(TEXT FOR ANALYSIS)

The New Hampshire Executive Council has unanimously agreed to accept $50 million from the federal government to help the New Hampshire Electric Cooperative (NHEC) to extend fiber-optic broadband to 73 of the 118 towns in its service area.
The landmark grant is the first project under the federal American Rescue Plan Act that directs $221 million to New Hampshire to bring high-speed internet to unserved and underserved communities.
Under the terms of the grant, NH Broadband, a new subsidiary of the Plymouth-based electric cooperative, will string fiber to the first of 23,259 homes and businesses by the end of this year. Ultimately all the locations will be “lit up” with fiber service by the end of 2026.
The Co-op will invest tens of millions of additional dollars in the project.
The state Department of Business and Economic Affairs awarded the federal grant after a competitive process that attracted seven bidders.
The road to this point began in Sandwich, where residents, frustrated with slow and unreliable internet over copper telephone wires, began searching for a solution. Ultimately the group – the genesis of NH Broadband Advocates – persuaded town officials to appoint a broadband advisory committee and push the electric co-op to get into the broadband business.
The NHEC board opposed the idea at first, but a strong vote on the issue in the Co-op’s 2020 election prompted a reconsideration. Up to now the Co-op has built broadband networks in Lempster, Acworth, Colebrook, Clarksville, Stewartstown and Sandwich. The Sandwich network is currently installing broadband in homes and businesses there.
Julie Dolan, chair of the Sandwich Broadband Advisory Committee, praised the “grassroots tenacity” of the committee and “the visionary leadership of the member-owned NHEC” for getting to this threshold.
The new service will bring residential customers speeds of at least 100 megabits-per-second (Mbps), for both data downloads and uploads, at a cost of $50 per month. Consumers can choose speeds of 1 or 2 gigabits-per-second at a cost of $80 or $100 a month.

(End TEXT FOR ANALYSIS)

**INSTRUCTIONS**.
**1)** Repeat the passage of the broadband grant article from "The NHEC board" to "to this threshold.".
**2)** According to the broadband grant article, how many bidders did the competitive process attract?

(STORED DATA)

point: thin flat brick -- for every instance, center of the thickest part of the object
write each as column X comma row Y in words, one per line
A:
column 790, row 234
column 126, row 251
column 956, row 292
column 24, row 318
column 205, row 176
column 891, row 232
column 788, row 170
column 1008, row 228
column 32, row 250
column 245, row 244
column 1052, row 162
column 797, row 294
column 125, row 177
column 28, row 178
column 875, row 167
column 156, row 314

(End STORED DATA)

**EXPECTED RESPONSES**.
**1)**
The NHEC board opposed the idea at first, but a strong vote on the issue in the Co-op’s 2020 election prompted a reconsideration. Up to now the Co-op has built broadband networks in Lempster, Acworth, Colebrook, Clarksville, Stewartstown and Sandwich. The Sandwich network is currently installing broadband in homes and businesses there.
Julie Dolan, chair of the Sandwich Broadband Advisory Committee, praised the “grassroots tenacity” of the committee and “the visionary leadership of the member-owned NHEC” for getting to this threshold.

**2)** Seven bidders.